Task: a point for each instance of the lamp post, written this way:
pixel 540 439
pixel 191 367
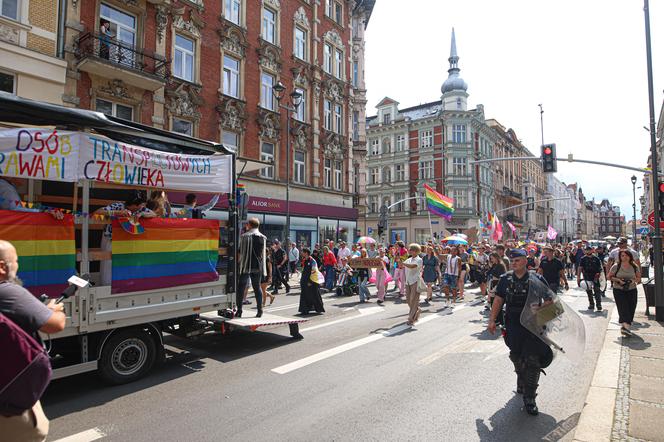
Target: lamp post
pixel 296 100
pixel 634 213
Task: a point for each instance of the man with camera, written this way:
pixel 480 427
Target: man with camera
pixel 21 307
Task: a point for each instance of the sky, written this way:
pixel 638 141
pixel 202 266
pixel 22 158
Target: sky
pixel 583 60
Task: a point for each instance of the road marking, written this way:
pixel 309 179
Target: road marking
pixel 84 436
pixel 363 312
pixel 351 345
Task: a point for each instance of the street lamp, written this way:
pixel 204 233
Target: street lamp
pixel 296 100
pixel 634 216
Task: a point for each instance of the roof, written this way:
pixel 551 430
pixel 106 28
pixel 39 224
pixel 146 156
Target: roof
pixel 18 110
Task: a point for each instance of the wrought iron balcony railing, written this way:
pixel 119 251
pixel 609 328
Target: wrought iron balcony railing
pixel 122 54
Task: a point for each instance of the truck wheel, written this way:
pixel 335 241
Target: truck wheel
pixel 127 356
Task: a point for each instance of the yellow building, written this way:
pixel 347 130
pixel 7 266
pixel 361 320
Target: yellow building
pixel 31 63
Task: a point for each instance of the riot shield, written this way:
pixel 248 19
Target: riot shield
pixel 549 318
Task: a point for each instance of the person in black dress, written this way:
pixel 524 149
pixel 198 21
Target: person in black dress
pixel 310 298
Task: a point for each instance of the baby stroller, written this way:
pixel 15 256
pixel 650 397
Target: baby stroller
pixel 347 284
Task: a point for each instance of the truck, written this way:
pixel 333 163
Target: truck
pixel 75 161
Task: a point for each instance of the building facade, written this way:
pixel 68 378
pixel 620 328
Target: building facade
pixel 31 52
pixel 431 144
pixel 209 69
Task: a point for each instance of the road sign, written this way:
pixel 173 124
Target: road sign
pixel 651 221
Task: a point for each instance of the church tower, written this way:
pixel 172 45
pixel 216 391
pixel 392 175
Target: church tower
pixel 454 88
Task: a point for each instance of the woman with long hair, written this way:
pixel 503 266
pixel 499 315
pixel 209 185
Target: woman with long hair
pixel 625 275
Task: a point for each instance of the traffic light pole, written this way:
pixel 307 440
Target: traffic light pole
pixel 657 238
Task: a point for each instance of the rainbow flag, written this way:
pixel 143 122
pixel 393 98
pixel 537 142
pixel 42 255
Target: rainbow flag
pixel 46 249
pixel 439 204
pixel 169 253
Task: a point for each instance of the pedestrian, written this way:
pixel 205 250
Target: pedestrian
pixel 363 279
pixel 293 258
pixel 413 270
pixel 252 265
pixel 430 272
pixel 528 353
pixel 309 290
pixel 21 307
pixel 329 263
pixel 381 272
pixel 590 267
pixel 625 275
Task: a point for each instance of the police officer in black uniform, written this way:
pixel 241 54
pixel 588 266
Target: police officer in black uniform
pixel 528 353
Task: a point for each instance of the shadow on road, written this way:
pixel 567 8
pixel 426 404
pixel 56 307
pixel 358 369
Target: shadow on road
pixel 512 423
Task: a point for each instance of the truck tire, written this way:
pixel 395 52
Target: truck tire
pixel 127 356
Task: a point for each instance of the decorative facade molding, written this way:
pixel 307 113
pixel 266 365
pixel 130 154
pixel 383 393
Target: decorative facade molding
pixel 184 101
pixel 269 56
pixel 269 125
pixel 301 19
pixel 233 38
pixel 333 37
pixel 233 113
pixel 116 88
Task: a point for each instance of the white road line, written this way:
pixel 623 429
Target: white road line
pixel 363 312
pixel 84 436
pixel 350 345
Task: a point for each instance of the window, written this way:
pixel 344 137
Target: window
pixel 183 64
pixel 401 143
pixel 356 74
pixel 338 63
pixel 231 140
pixel 9 9
pixel 7 83
pixel 374 147
pixel 425 170
pixel 327 115
pixel 338 120
pixel 459 133
pixel 375 175
pixel 114 109
pixel 387 145
pixel 267 95
pixel 268 29
pixel 399 172
pixel 300 49
pixel 387 175
pixel 183 126
pixel 231 77
pixel 232 12
pixel 301 110
pixel 267 155
pixel 459 166
pixel 327 58
pixel 327 173
pixel 298 164
pixel 426 138
pixel 338 168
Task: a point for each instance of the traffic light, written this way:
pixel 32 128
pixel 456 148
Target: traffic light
pixel 661 200
pixel 549 164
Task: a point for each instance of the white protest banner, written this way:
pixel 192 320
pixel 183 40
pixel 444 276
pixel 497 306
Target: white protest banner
pixel 44 154
pixel 109 161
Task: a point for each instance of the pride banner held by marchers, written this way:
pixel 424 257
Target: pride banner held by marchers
pixel 46 249
pixel 169 253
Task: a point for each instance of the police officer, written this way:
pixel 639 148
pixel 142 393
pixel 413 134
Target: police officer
pixel 528 353
pixel 590 266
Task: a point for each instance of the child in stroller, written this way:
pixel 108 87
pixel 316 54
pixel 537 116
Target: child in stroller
pixel 346 280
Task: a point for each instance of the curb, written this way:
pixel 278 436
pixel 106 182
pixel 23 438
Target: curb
pixel 596 420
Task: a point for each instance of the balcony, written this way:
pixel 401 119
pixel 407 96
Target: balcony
pixel 114 59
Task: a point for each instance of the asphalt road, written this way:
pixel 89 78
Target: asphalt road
pixel 359 374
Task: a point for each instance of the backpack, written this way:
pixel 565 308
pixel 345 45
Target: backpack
pixel 25 370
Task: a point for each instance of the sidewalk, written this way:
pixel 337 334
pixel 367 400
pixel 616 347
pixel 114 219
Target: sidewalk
pixel 626 397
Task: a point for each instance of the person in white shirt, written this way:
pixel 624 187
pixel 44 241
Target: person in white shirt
pixel 413 269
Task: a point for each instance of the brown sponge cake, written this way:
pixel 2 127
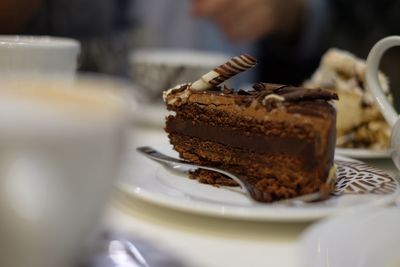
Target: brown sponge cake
pixel 279 138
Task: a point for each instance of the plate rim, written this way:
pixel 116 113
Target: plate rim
pixel 362 153
pixel 263 213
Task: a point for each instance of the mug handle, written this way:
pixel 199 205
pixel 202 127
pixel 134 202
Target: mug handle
pixel 372 69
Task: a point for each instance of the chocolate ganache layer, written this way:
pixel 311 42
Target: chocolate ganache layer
pixel 255 142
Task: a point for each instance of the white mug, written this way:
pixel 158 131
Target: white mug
pixel 388 111
pixel 38 54
pixel 59 154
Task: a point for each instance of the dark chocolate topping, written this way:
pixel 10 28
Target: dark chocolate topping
pixel 293 94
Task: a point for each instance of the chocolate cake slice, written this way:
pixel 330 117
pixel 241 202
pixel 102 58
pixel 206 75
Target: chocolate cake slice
pixel 280 139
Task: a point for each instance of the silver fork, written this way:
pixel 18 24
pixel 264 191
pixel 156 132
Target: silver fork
pixel 171 163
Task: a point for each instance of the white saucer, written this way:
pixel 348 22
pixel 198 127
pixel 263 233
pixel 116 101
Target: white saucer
pixel 359 153
pixel 364 239
pixel 148 181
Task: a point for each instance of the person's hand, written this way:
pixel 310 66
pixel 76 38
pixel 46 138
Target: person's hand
pixel 248 20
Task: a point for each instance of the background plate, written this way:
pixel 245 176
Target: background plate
pixel 363 153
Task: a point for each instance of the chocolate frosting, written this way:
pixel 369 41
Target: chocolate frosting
pixel 294 94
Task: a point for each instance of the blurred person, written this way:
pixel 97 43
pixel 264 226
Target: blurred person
pixel 293 34
pixel 102 27
pixel 290 35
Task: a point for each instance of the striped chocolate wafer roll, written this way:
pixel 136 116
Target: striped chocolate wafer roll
pixel 224 72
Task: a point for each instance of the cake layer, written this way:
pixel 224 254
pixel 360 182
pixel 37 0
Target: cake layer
pixel 289 145
pixel 270 177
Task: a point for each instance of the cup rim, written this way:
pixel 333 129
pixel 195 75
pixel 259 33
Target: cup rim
pixel 38 41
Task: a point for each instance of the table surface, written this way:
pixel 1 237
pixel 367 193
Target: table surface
pixel 208 241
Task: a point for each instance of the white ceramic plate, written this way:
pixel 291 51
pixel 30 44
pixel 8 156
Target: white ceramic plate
pixel 147 180
pixel 365 239
pixel 363 153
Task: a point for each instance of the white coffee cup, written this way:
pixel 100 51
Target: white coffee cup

+---+

* Brief *
Please retype the data from its very first line through the line containing "pixel 634 216", keeping every line as it is but leaving the pictures out.

* Solution *
Task: a point for each instance of the lamp post, written this way:
pixel 540 439
pixel 191 367
Target: lamp post
pixel 296 100
pixel 634 213
Task: a point for each instance of the man with camera, written this way:
pixel 480 427
Target: man with camera
pixel 21 307
Task: a point for each instance of the sky, written this way:
pixel 638 141
pixel 202 266
pixel 22 158
Target: sky
pixel 583 60
Task: a point for each instance of the road marking, written this way:
pixel 309 179
Target: road marking
pixel 84 436
pixel 363 312
pixel 351 345
Task: a point for each instance of the street lamp, written this way:
pixel 204 233
Target: street lamp
pixel 296 100
pixel 634 216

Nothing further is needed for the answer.